--- START OF Selected passage ---
Omni-Scale CNNs: a simple and effective kernel size configuration for time series classification

TL;DR

This paper introduces an Omni-Scale block for 1D-CNNs that uses a simple rule to select kernel sizes, enabling models to effectively capture optimal receptive fields across diverse time series datasets and achieve state-of-the-art results.

Contribution

The paper proposes a universal Omni-Scale block with a simple kernel size rule, improving time series classification performance without dataset-specific tuning.

Findings

Achieves state-of-the-art performance on four benchmarks

Models with OS-block match performance of optimally tuned RF models

Universal kernel size rule effectively captures optimal RF across datasets

Abstract

The Receptive Field (RF) size has been one of the most important factors for One Dimensional Convolutional Neural Networks (1D-CNNs) on time series classification tasks. Large efforts have been taken to choose the appropriate size because it has a huge influence on the performance and differs significantly for each dataset. In this paper, we propose an Omni-Scale block (OS-block) for 1D-CNNs, where the kernel sizes are decided by a simple and universal rule. Particularly, it is a set of kernel sizes that can efficiently cover the best RF size across different datasets via consisting of multiple prime numbers according to the length of the time series. The experiment result shows that models with the OS-block can achieve a similar performance as models with the searched optimal RF size and due to the strong optimal RF size capture ability, simple 1D-CNN models with OS-block achieves the state-of-the-art performance on four time series benchmarks, including both univariate and multivariate data from multiple domains. Comprehensive analysis and discussions shed light on why the OS-block can capture optimal RF sizes across different datasets. Code available [https://github.com/Wensi-Tang/OS-CNN]
--- END OF Selected passage ---
Tasks to carry out.
[1] Revise the Omni-Scale CNN summary starting with "Contribution" and going on through "without dataset-specific tuning.", replacing "tuning" with "adjustment".
[2] List each finding that the Omni-Scale CNN summary gives under its Findings heading.
[3] According to the Omni-Scale CNN summary, why have large efforts been made to choose the receptive field size?
--- START OF Given entries ---
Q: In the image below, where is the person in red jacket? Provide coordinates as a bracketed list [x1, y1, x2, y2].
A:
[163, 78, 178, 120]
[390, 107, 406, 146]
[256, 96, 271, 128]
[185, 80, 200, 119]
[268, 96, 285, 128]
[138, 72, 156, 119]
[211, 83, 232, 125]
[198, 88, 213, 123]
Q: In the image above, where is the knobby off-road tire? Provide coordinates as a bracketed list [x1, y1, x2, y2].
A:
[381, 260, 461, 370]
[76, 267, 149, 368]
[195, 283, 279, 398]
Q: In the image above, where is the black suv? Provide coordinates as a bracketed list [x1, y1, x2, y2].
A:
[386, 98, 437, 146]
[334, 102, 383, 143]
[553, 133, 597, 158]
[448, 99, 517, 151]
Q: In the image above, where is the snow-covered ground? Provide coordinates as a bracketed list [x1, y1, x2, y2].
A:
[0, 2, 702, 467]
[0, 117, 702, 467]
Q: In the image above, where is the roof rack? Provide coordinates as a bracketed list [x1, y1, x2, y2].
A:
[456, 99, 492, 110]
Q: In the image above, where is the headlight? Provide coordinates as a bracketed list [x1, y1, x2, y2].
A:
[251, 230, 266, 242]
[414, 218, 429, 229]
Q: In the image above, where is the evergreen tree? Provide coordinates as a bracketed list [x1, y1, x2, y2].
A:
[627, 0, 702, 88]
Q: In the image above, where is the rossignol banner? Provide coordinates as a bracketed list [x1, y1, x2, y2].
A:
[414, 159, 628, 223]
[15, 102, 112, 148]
--- END OF Given entries ---
Answers for this exercise.
[1]
Contribution

The paper proposes a universal Omni-Scale block with a simple kernel size rule, improving time series classification performance without dataset-specific adjustment.

[2]
- Achieves state-of-the-art performance on four benchmarks
- Models with OS-block match performance of optimally tuned RF models
- Universal kernel size rule effectively captures optimal RF across datasets

[3] The receptive field size has a huge influence on performance, and the appropriate size differs significantly for each dataset.